● **EXERCISE OBJECTIVE**
Start to finish, print the data below exactly, without the images.

● **INPUT DATA**
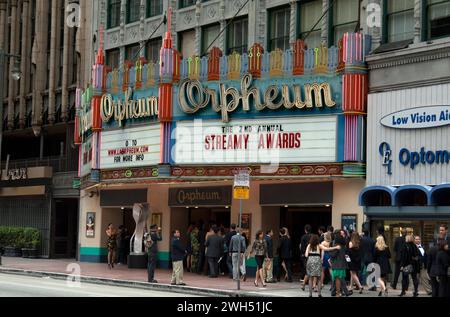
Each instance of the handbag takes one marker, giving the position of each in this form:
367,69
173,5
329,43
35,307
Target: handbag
408,269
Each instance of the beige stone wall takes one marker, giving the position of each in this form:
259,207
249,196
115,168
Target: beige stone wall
345,201
90,204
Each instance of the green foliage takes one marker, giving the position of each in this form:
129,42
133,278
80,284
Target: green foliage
17,237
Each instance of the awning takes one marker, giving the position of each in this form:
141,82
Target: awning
406,195
377,196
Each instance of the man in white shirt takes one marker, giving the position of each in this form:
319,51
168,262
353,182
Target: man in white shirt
424,278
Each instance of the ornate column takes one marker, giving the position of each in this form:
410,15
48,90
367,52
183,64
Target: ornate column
65,79
12,50
53,62
293,23
2,23
198,29
418,20
24,62
324,22
39,59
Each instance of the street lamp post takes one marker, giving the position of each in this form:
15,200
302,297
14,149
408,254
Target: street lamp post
15,74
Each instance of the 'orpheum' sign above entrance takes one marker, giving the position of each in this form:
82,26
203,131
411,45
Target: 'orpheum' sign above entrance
127,109
193,96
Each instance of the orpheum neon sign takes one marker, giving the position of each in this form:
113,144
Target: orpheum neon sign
128,108
193,97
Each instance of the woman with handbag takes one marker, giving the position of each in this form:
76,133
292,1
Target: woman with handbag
409,265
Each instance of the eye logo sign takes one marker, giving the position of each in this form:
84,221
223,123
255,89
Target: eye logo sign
386,153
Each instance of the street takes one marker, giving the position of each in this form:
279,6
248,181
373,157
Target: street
24,286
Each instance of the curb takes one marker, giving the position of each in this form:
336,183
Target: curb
136,284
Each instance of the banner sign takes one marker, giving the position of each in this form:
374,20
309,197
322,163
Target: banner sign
275,140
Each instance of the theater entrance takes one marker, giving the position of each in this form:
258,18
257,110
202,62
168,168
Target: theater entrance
296,218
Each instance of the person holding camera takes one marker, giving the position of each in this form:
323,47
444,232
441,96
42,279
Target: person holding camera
151,240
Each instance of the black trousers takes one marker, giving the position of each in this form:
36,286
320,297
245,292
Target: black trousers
443,286
151,266
434,286
288,263
396,274
405,281
344,289
213,266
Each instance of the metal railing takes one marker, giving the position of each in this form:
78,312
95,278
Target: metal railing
59,163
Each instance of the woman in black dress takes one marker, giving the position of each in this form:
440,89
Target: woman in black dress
409,265
381,257
354,252
111,244
259,248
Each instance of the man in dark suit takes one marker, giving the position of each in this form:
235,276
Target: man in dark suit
423,274
285,254
367,252
214,251
152,238
178,253
303,245
228,237
398,247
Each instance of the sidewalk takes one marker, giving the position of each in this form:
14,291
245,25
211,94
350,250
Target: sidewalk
196,284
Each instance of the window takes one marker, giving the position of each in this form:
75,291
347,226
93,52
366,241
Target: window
187,43
310,13
113,13
152,50
133,10
113,58
399,20
132,52
237,36
279,29
186,3
438,18
345,18
154,7
209,34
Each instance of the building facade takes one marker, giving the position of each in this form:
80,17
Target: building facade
169,125
407,147
39,161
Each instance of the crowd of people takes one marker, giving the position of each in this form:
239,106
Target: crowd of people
346,259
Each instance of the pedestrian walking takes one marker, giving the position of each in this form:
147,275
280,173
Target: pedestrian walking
313,255
381,257
424,278
367,253
178,253
195,249
237,257
354,252
111,244
285,255
268,264
151,242
398,247
326,268
409,265
214,250
303,245
259,249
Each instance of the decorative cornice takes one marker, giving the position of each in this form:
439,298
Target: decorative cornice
394,61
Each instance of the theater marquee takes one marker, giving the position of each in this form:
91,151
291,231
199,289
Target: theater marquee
133,147
275,140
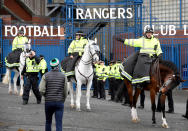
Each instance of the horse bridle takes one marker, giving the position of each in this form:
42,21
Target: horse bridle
91,60
166,84
87,63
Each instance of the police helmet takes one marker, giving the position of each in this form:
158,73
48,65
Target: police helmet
80,33
20,32
54,62
149,30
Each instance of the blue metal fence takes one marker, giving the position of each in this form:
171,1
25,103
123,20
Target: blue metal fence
106,30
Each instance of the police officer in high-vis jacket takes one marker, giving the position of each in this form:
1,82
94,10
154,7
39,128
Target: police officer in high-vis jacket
75,51
43,65
19,40
149,48
31,71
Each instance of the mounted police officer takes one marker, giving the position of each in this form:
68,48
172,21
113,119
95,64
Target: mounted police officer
19,43
19,40
75,51
43,65
31,71
139,70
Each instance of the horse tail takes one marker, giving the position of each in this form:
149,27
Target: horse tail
5,78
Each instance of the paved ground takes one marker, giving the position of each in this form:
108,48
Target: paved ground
104,116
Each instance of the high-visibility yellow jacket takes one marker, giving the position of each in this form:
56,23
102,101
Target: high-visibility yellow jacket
78,46
101,72
117,74
43,65
32,66
19,42
111,71
146,45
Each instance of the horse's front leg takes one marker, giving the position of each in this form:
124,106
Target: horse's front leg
133,109
153,105
162,101
9,81
78,95
88,94
21,85
16,75
71,91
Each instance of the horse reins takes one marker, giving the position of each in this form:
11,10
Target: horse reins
87,63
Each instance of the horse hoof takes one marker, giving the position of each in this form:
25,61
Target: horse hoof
15,92
78,109
89,109
165,126
135,120
10,92
72,106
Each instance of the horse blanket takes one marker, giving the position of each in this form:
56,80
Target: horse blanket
13,58
136,68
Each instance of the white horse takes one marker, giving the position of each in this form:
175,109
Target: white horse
84,73
17,70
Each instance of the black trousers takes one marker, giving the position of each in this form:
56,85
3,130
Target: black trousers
101,90
111,86
186,113
142,97
31,82
71,63
170,101
95,92
122,93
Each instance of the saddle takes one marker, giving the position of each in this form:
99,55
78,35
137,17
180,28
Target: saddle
155,71
13,58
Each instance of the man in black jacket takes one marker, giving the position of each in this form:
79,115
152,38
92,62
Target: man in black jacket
31,70
186,113
54,88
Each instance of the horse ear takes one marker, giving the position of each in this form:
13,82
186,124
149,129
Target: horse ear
95,40
29,41
182,80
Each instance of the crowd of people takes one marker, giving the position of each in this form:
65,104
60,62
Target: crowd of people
53,83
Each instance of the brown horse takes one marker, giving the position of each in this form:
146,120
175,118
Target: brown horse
169,79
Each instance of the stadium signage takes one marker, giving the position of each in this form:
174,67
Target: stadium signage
104,13
37,31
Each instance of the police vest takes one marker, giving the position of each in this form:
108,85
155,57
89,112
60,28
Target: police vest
19,42
77,46
148,46
32,66
43,65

● **YOUR RESPONSE**
Each instance of the handbag takes one marker, giving the position of each in this form:
367,69
173,5
329,43
35,307
Target: handbag
408,269
Each instance of the beige stone wall takes one marker, giving the position of each in this form:
259,207
249,196
115,168
Target: beige stone wall
345,201
90,204
Each instance of the green foliage takes one marker, giving the position of each in this form:
129,42
133,278
80,284
Target: green foliage
17,237
Each instance of the awning takes one marker, giving the position of each in this form:
141,82
Target: awning
406,195
377,196
Each instance of the man in white shirt takes one marker, giving the position of each in this form:
319,51
168,262
353,182
Target: man in white shirt
424,278
Each instance of the ornate column takes one marker, giving the position of each in this form:
410,15
48,90
367,52
183,64
Target: ornate column
65,79
12,50
53,62
293,23
2,23
198,29
418,20
24,62
324,22
39,59
Each instance of the street lamp post takes one marker, giving the position of each in this form:
15,200
302,297
14,149
408,254
Target: street lamp post
15,74
Each instance of the 'orpheum' sign above entrance takes one marker, giving the position of each in this form:
82,26
203,131
411,45
Target: 'orpheum' sign above entrance
127,109
193,96
Each instance of the orpheum neon sign takes one marker, giving the position of each in this form:
113,144
Target: orpheum neon sign
128,108
193,97
Each instance of the woman with handbag takes one marker, giving the position of each in this form:
76,133
292,1
Target: woman with handbag
409,265
Each instance of the eye logo sign takes one marker, giving the position of each in this form:
84,221
223,123
255,89
Target: eye logo sign
386,153
Each instance of the street takes one marker, giving the position of each in this form:
279,6
248,181
373,157
Target: street
24,286
Each instance of the curb takes one marker, giving the position of each in this form:
336,183
Target: curb
136,284
Each instance of the banner sign takes one marker, giving the position of each in this form:
374,20
309,197
322,163
Target: banner sign
275,140
Each instance of the theater entrance takes one marker, giving the position of each in this form:
258,18
257,110
202,62
168,168
Target: theater entrance
296,218
Each instance of the person holding camera takes one marker, giving the position of each in this form:
323,47
444,232
441,96
42,279
Target: person holding camera
151,240
Each instance of the black trousers takes one marker, giving the position of each in this form:
36,286
320,297
245,292
Target: black trousers
443,286
151,266
434,286
288,263
396,274
405,281
344,289
213,266
Each instance of the metal railing takes one marker, giving the position of each in this form:
78,312
95,278
Target: metal railing
59,163
Each instance of the woman in black dress takes one marker, giving the position of each in this form:
440,89
Target: woman in black dress
409,265
381,257
354,252
111,244
259,248
Each instance of the man in dark suit takes one marker, giving the position of each in this form:
235,276
Target: man in dark suit
423,274
285,254
367,252
214,251
152,238
178,253
303,245
228,237
398,247
Each instance of the sidewalk takes one marker, giving the position of each in this form:
14,291
245,25
211,94
350,250
Target: sidewalk
196,284
Each instance of the window takes one marker, giving the position of each in this form:
75,291
347,226
93,52
366,241
Target: window
187,43
310,13
113,13
152,50
133,10
113,58
399,20
132,52
237,36
279,29
186,3
438,18
345,18
154,7
209,34
Each instance of the building facade takes one marker, giving the position of each in this form:
80,17
Target: building facade
169,125
407,147
39,161
Each instance of the crowd of people takes one marker, giving the position of each in this form:
239,106
Target: crowd of people
346,259
Each instance of the pedestrian walking takes one marker, giving the position of each in this form:
147,275
280,173
Target: pedestrian walking
313,255
381,257
424,278
367,253
178,253
195,249
237,257
354,252
111,244
285,255
268,264
151,242
398,247
326,268
409,265
214,250
303,245
259,249
Each instance of the decorative cornice takes one marker, giving the position of each in this form:
439,298
Target: decorative cornice
394,61
Each instance of the theater marquee takes one marker, giving the position of each in this form:
91,151
291,231
199,289
Target: theater marquee
133,147
275,140
Each instance of the horse bridle takes one marker, giving the position of each in this form:
42,21
Target: horse bridle
91,60
166,84
87,63
Each instance of the police helmet takes one marker, giving the position of each in this form:
158,73
48,65
Target: police helmet
80,33
20,32
54,62
149,30
Each instance of the blue metal fence takes one marker, giving the position of each in this form:
171,1
25,103
123,20
Target: blue metal fence
106,30
Each instance of the police officer in high-vis jacket takes one marker, giving the position of each in this form:
1,82
94,10
154,7
39,128
Target: police officer in high-vis jacket
75,51
43,65
19,40
149,48
31,71
Each instance of the mounted police officer takes one marker, giving the position of each in this form:
68,48
172,21
113,119
95,64
Target: mounted police officer
19,43
19,40
75,51
43,65
31,71
139,70
Each instance of the horse tail takes one marker, giving the position of each in this form:
149,27
Target: horse tail
5,78
Each instance of the paved ground takes one marker, giving the position of each in this form:
108,48
Target: paved ground
104,116
Each instance of the high-visibility yellow jacket takes one marker, giving the position of each in this form:
56,23
102,101
Target: high-visibility yellow jacket
78,46
101,72
117,74
43,65
32,66
19,42
111,71
146,45
Each instance of the horse's front leg takes one marker, giving the position of each in this form:
124,106
Target: horse's front leg
133,109
153,105
162,101
9,81
78,95
88,94
21,85
16,75
71,91
Each instance of the horse reins takes one marker, giving the position of each in this form:
11,10
Target: horse reins
87,63
Each instance of the horse hoof takes one marker, giving the position of each in this form:
25,61
Target: horse hoof
15,92
78,109
89,109
165,126
135,120
10,92
72,106
Each instance of the horse blanket takes one marker, giving the position of each in this form:
56,80
Target: horse blanket
13,58
136,68
Each instance of the white horse takes one marker, giving the position of each in this form:
175,109
Target: white horse
84,73
17,70
Each instance of the black trousers takes one marker, giving the position of each in this form:
56,85
3,130
Target: black trousers
101,90
111,86
186,113
142,97
31,82
71,63
170,101
95,92
122,93
Each instance of the saddle takes one marker, giving the position of each in this form:
99,55
78,35
137,17
180,28
Target: saddle
155,71
13,58
Each instance of the man in black jacket takes one marker, giving the position of each in this form:
79,115
152,38
92,62
Target: man in black jacket
31,70
186,113
54,88
Each instance of the horse ear takes one marker, giving the position of each in this form:
13,82
186,124
149,129
Target: horse ear
95,40
29,41
182,80
Each instance of the crowd of people takes one marker, giving the position of each in this form:
65,104
60,62
Target: crowd of people
53,83
Each instance of the brown horse takes one marker, giving the position of each in this form:
146,120
175,118
Target: brown horse
169,79
Each instance of the stadium signage takes one marker, giving the position of each in this form:
174,67
Target: stadium signage
104,13
37,31
Each instance of the police vest takes one marker, giving the position of each in this form:
108,85
155,57
89,112
60,28
Target: police vest
19,42
77,46
148,46
32,66
43,65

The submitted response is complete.